WHAT IS NEEDED: Turn every one of the items below into a JSON list of strings, with each line as its own string and blank lines skipped. Leave the pictures out.

SUPPLIED RECORDS:
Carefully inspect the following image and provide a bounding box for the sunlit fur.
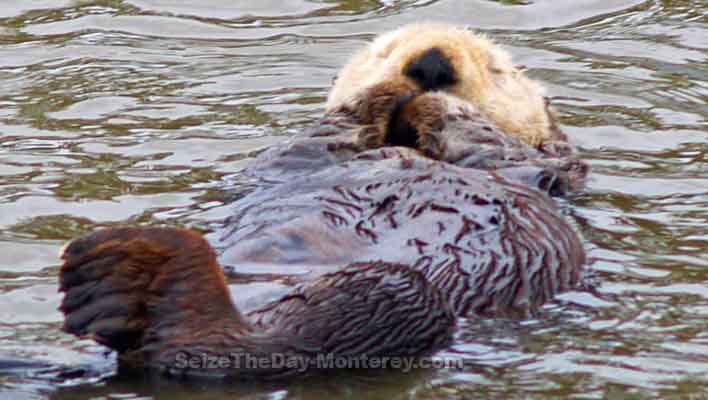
[327,24,553,146]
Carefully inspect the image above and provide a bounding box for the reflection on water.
[0,0,708,399]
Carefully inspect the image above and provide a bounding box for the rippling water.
[0,0,708,399]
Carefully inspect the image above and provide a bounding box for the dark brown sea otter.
[60,25,586,379]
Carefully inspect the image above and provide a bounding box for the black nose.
[403,47,457,91]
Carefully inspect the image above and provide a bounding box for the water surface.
[0,0,708,399]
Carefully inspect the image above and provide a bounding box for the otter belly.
[216,148,585,315]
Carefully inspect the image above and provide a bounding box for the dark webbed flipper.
[59,228,455,379]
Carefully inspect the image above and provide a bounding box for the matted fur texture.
[327,23,554,146]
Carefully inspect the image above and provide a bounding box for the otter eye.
[403,47,457,91]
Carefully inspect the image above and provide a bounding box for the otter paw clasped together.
[59,24,587,380]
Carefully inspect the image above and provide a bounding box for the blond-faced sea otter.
[60,25,586,379]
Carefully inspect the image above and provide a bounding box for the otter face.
[327,24,555,146]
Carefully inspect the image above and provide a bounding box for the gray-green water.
[0,0,708,399]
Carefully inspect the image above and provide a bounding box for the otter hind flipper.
[59,228,246,360]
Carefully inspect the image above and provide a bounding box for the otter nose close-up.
[404,47,455,91]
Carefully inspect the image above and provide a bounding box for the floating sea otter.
[60,25,585,379]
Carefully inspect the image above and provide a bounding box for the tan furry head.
[327,24,556,146]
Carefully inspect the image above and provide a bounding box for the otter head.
[327,24,557,147]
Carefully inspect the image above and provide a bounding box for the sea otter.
[60,25,586,379]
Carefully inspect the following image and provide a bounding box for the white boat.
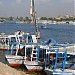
[5,55,23,67]
[24,45,43,72]
[24,61,43,72]
[5,44,24,67]
[0,33,23,50]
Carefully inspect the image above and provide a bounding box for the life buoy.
[1,38,5,44]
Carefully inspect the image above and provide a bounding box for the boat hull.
[24,61,43,72]
[45,69,74,75]
[5,55,23,67]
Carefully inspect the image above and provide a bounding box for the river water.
[0,24,75,74]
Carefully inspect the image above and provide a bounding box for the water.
[0,24,75,74]
[0,24,75,43]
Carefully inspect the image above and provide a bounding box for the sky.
[0,0,75,17]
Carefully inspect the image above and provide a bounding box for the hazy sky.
[0,0,75,17]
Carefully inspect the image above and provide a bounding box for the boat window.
[26,48,32,58]
[11,37,16,42]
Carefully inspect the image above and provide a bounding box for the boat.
[24,45,43,72]
[5,42,24,67]
[0,33,23,50]
[30,0,41,39]
[5,33,37,67]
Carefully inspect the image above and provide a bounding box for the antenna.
[30,0,40,38]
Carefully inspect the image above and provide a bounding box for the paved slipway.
[0,62,29,75]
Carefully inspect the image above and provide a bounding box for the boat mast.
[30,0,40,36]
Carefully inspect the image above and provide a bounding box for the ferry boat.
[24,45,43,72]
[5,42,24,67]
[0,33,23,50]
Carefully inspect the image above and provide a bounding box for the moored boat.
[24,45,43,72]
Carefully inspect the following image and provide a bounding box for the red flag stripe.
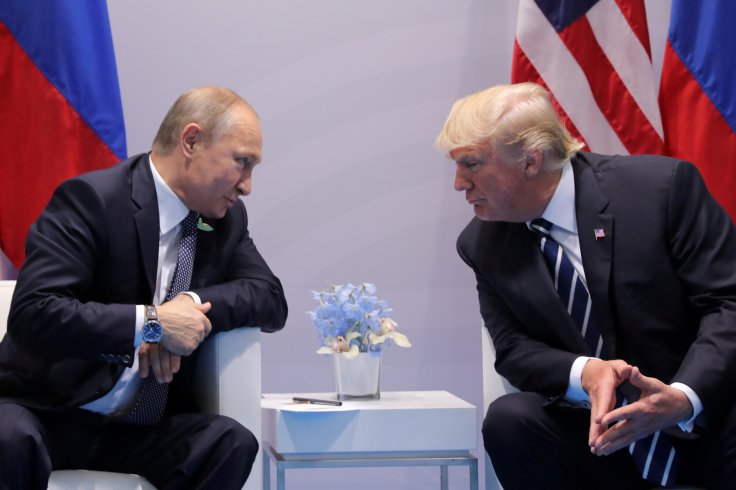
[0,22,118,267]
[560,17,662,153]
[615,0,652,60]
[585,0,664,140]
[511,0,627,154]
[512,0,663,154]
[659,43,736,218]
[511,41,589,149]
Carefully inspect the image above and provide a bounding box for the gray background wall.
[108,0,670,490]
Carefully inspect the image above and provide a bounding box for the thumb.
[194,301,212,313]
[629,367,654,392]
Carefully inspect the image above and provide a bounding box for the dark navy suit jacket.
[458,153,736,422]
[0,154,287,411]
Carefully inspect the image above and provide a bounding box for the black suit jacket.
[0,154,287,411]
[458,153,736,422]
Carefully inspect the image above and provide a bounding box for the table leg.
[468,458,478,490]
[262,447,271,490]
[276,461,286,490]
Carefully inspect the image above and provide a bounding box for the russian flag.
[659,0,736,219]
[0,0,127,267]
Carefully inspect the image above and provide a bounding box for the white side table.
[261,391,478,490]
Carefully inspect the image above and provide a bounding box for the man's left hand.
[591,367,693,456]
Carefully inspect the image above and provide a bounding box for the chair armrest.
[194,327,262,490]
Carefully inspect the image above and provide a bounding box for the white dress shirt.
[527,161,703,432]
[81,156,200,415]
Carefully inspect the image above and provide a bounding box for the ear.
[524,150,544,180]
[180,123,203,158]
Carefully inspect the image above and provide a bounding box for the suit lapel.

RESULT BELOW:
[
  "Carefully inspect the following image and provide a bounding box for the sunlit fur.",
  "[327,24,553,146]",
  "Carefully inspect the image above and provide a bounding box for the reflection on water.",
  "[0,0,708,399]",
  "Carefully inspect the image above and provide a bounding box for the rippling water.",
  "[0,0,708,399]",
  "Carefully inspect the image above and provide a bounding box for the dark brown sea otter.",
  "[60,25,586,379]",
  "Carefully inspect the image above and provide a bounding box for the black nose.",
  "[403,47,457,91]",
  "Carefully inspect the image above and provide a bounding box for the water surface.",
  "[0,0,708,399]",
  "Carefully inspect the image above and provide a bounding box for the otter belly.",
  "[216,148,585,315]",
  "Carefully inspect the image above and provide a bounding box for the dark webbed flipper.",
  "[59,228,455,379]",
  "Carefully inspect the image above and provide a bounding box for the matted fur texture.",
  "[327,23,554,146]",
  "Carefully inspect the image above and provide a bounding box for the otter eye.",
  "[403,47,457,91]",
  "Carefully inspect the image above and provide a bounding box for the otter paw clasped together.",
  "[59,24,587,380]",
  "Carefully inspect the image above and provide a bounding box for the blond-faced sea otter.",
  "[60,25,586,379]",
  "Carefully inspect the image above and provide a bounding box for the otter face.",
  "[327,24,555,146]",
  "Carefully inspect the image above and provide a bounding box for the gray-green water.",
  "[0,0,708,399]",
  "Carefully inspect the image above and provide a bounding box for the otter hind flipper.",
  "[59,228,246,360]",
  "Carefully inspect the image above and provide a bounding box for the otter nose close-up.",
  "[404,47,455,91]",
  "Carefully inspect the image above and provide a bounding box for the floating sea otter.",
  "[60,25,585,379]",
  "Carefully inspect the image above and provide a bounding box for the tan furry head.",
  "[327,24,556,146]",
  "Carefully inspect the image above and provide a bounding box for the otter head.",
  "[327,24,557,147]",
  "Carefully inspect the image above and provide a bounding box for the sea otter.",
  "[60,25,586,379]",
  "Carefully inspect the following image and provide a bounding box for the white boat.",
  "[5,55,23,67]",
  "[24,45,43,72]",
  "[24,61,43,72]",
  "[5,44,24,67]",
  "[0,33,23,50]",
  "Carefully inspect the image above and provide a bounding box for the life buoy.",
  "[1,38,5,44]",
  "Carefully inspect the image above and provide a bounding box for the boat hull.",
  "[24,61,43,72]",
  "[45,69,74,75]",
  "[5,55,23,67]",
  "Carefully inspect the image above and provide a bounding box for the river water.",
  "[0,24,75,74]",
  "Carefully inspect the image above and provide a bounding box for the water.",
  "[0,24,75,74]",
  "[0,24,75,43]",
  "Carefully inspect the image above and provide a bounding box for the sky.",
  "[0,0,75,17]",
  "Carefully inspect the image above and provide a bounding box for the hazy sky.",
  "[0,0,75,17]",
  "Carefully inspect the image above and provide a bounding box for the boat window.",
  "[26,48,32,58]",
  "[11,37,16,42]",
  "Carefully inspect the image above and provide a bounding box for the boat.",
  "[24,45,43,72]",
  "[5,42,24,67]",
  "[0,33,23,50]",
  "[30,0,41,39]",
  "[5,33,37,67]",
  "Carefully inspect the image above and provide a bounding box for the antenna.",
  "[30,0,40,38]",
  "Carefully inspect the image above and provide a bounding box for the paved slipway.",
  "[0,62,29,75]",
  "Carefully inspect the image above and provide a bounding box for the boat mast.",
  "[30,0,40,36]",
  "Carefully inspect the image above and provide a bounding box for the ferry boat.",
  "[24,45,43,72]",
  "[5,42,24,67]",
  "[0,33,23,50]",
  "Carefully inspect the image above and provide a bounding box for the moored boat.",
  "[24,45,43,72]",
  "Carefully inspect the following image and provide a bounding box for the red flag stripe.",
  "[0,22,118,267]",
  "[560,17,662,153]",
  "[615,0,652,60]",
  "[585,0,664,140]",
  "[511,0,627,154]",
  "[512,0,663,154]",
  "[659,43,736,218]",
  "[511,41,589,149]",
  "Carefully inspect the image above and provide a bounding box for the gray background wall.",
  "[108,0,670,490]",
  "Carefully inspect the image above and provide a bounding box for the thumb.",
  "[194,301,212,313]",
  "[629,367,654,392]",
  "Carefully inspect the image above and provide a bounding box for the dark navy suit jacket.",
  "[458,153,736,422]",
  "[0,154,287,411]",
  "Carefully inspect the image above and provide a bounding box for the black suit jacket.",
  "[0,154,287,411]",
  "[458,153,736,422]",
  "Carefully inspect the image above and provide a bounding box for the table leg.",
  "[468,458,478,490]",
  "[262,447,271,490]",
  "[276,461,286,490]",
  "Carefully inspect the image above and provide a bounding box for the russian flag.",
  "[659,0,736,219]",
  "[0,0,127,267]",
  "Carefully inspect the image above and provide a bounding box for the white side table.",
  "[261,391,478,490]",
  "Carefully inspect the image above and provide a bounding box for the man's left hand.",
  "[591,367,693,456]",
  "Carefully inspect the image above and provide a bounding box for the chair armrest.",
  "[194,327,262,490]",
  "Carefully inspect the image above and provide a bounding box for the white dress shirt.",
  "[527,161,703,432]",
  "[81,156,200,415]",
  "Carefully inspect the image above and provide a bounding box for the ear.",
  "[524,150,544,180]",
  "[180,123,203,158]",
  "Carefully inspect the image above and provide a bounding box for the suit lapel."
]